Foreword to Arthur Pap,

Semantics and Necessary Truth

 Brand Blanshard

This book seems to me the most thorough study of its subject in the English language. That the subject is technical and exacting will be conceded by anyone who sits down to the book seriously. Is the problem worth the effort on the part of the writer and the reader?  It is undoubtedly.  Philosophers have come to see more clearly than ever before that the problem is central not only to logic and the theory of knowledge, but to metaphysics also.  It may be well to develop this a little, not for the sake of the specialist, but for the sake of students who may approach the problem without previous acquaintance with it. 

Speculative philosophers of the past have placed their chief reliance on a faculty or process called “reason.”  It was supposed to provide an insight different in type from perception or common sense or natural science, and to be far greater in sweep and certainty.  Indeed it made philosophy possible.  The thinker who had command of it was in need of nothing more except a limited experience and an armchair.  It was true that instruments and experiments were necessary if one were to enter the world of science, but if one wanted the fundamental truth even about that—about how it came into being, what stuff it was made of, what was the ultimate pattern on which it was put together, how our minds were related to it—the right course was to sit down with such knowledge as one had and use one’s “reason” on it.  That knowledge was of course fragmen-tary, but by reason we could interpret it and round it out into a consistent whole of theory.

→ TASK A: In the foreword, what did speculative philosophers of the past place their chief reliance on?
The excerpt and the listing after it are unrelated material.

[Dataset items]
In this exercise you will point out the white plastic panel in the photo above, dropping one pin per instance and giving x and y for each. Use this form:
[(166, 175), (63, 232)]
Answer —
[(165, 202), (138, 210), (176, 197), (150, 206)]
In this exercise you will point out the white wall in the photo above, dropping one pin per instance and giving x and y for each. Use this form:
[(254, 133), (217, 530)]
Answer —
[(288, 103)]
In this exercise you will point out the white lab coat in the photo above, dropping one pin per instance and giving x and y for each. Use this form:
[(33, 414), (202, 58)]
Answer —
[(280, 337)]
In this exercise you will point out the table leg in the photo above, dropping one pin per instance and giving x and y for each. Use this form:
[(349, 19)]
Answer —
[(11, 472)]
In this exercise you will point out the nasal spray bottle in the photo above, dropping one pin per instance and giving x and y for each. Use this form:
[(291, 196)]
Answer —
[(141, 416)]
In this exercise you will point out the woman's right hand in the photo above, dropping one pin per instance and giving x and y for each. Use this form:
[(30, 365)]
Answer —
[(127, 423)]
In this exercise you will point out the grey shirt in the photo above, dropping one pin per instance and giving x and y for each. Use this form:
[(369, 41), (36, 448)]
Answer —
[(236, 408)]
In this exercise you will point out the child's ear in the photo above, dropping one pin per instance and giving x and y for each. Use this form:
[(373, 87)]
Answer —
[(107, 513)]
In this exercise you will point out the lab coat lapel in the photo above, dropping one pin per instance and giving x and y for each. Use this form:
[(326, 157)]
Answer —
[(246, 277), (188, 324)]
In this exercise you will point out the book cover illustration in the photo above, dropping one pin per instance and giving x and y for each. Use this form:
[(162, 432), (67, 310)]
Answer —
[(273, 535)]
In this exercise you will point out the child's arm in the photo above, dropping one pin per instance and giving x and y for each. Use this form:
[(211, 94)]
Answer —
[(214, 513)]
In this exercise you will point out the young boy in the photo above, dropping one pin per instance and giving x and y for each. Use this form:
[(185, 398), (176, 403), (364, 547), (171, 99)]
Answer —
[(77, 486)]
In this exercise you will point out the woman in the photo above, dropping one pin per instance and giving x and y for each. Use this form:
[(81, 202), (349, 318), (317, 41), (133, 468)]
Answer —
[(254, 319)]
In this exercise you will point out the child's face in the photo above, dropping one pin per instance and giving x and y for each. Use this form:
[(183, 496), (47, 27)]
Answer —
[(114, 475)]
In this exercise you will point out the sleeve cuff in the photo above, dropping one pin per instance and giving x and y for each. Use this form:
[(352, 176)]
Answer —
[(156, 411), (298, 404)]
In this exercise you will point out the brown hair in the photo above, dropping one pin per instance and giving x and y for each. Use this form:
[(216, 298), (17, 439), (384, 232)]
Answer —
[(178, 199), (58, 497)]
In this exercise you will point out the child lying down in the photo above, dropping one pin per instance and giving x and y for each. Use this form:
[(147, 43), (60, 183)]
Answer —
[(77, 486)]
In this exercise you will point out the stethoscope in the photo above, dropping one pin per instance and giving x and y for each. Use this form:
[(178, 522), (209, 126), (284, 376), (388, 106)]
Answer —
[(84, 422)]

→ TASK B: Transcribe the lines of the listing from the one containing "In this exercise you will point out the stethoscope" through the end of the listing, inclusive.

→ EXPECTED OUTPUT A: A faculty or process called "reason."

→ EXPECTED OUTPUT B:
In this exercise you will point out the stethoscope in the photo above, dropping one pin per instance and giving x and y for each. Use this form:
[(178, 522), (209, 126), (284, 376), (388, 106)]
Answer —
[(84, 422)]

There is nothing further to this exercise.